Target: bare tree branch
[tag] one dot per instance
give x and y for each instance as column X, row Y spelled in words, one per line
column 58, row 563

* * *

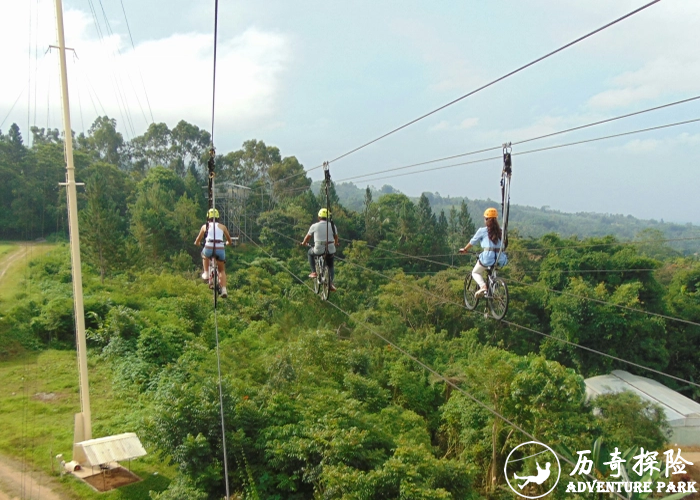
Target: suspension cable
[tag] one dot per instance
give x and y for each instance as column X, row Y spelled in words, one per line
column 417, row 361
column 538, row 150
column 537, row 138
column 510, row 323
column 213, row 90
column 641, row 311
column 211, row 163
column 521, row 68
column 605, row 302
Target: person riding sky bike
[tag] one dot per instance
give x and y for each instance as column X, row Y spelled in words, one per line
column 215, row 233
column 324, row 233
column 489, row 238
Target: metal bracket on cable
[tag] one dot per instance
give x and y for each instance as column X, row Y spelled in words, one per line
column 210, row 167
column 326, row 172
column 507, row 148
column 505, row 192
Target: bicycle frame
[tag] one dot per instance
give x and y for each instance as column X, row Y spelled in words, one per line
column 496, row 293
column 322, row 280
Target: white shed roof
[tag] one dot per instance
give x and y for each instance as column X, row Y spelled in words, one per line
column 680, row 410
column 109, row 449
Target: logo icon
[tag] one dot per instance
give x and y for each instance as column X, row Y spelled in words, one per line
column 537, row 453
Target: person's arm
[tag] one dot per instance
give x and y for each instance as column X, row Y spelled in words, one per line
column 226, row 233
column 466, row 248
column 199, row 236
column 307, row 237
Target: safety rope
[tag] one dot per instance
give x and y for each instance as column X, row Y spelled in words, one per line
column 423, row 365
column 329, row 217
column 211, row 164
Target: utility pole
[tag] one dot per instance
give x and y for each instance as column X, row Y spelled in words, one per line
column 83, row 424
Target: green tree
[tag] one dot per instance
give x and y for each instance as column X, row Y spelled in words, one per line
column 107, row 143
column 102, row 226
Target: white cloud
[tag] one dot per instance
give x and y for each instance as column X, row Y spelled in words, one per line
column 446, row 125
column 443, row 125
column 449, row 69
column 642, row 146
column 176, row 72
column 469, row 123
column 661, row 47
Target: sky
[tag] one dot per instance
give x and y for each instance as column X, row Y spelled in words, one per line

**Task to complete:**
Lines with the string "person": pick each one out of the material and return it.

**Response below:**
Target: person riding sky bike
Target: person's arm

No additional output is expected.